● **Work task**: In the post on Nat King Cole and W.C. Handy, in what town and on what date was Handy born?

Showing posts with label blues. Show all posts
Showing posts with label blues. Show all posts

Thursday, January 13, 2022

Nat King Cole & W.C. Handy

These two musical giants from Alabama are linked by the 1958 film St. Louis Blues. Cole played Handy in the film named after one of his best known songs and loosely based on his life. Actress Ruby Dee and several other jazz greats such as Pearl Bailey, Cab Calloway and Ella Fitzgerald also appear. Gospel singer Mahalia Jackson is in the movie, which features more than ten of Handy's songs. Cole released an album of Handy compositions to accompany the film. 

William Christopher Handy was  born in Florence on November 16, 1873. He was the son and grandson of ministers, and the family saw that he received a good education. His father Charles discouraged an interest in secular music, but Handy was able to gain local exposure to it anyway in the form of folk and popular music from a fiddler, "Uncle Whit" Walker and the marches and cakewalks of minstrel shows passing through his home town.

● **Data**:
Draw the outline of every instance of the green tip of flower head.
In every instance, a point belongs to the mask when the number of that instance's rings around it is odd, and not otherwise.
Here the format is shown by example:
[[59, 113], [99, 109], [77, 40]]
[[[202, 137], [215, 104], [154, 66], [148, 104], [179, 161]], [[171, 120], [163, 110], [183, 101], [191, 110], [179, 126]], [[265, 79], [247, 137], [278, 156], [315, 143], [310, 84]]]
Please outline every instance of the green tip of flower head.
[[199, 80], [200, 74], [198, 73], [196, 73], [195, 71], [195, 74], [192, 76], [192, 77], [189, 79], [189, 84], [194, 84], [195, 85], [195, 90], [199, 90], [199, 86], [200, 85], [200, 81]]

● **Result below**: Florence, on November 16, 1873.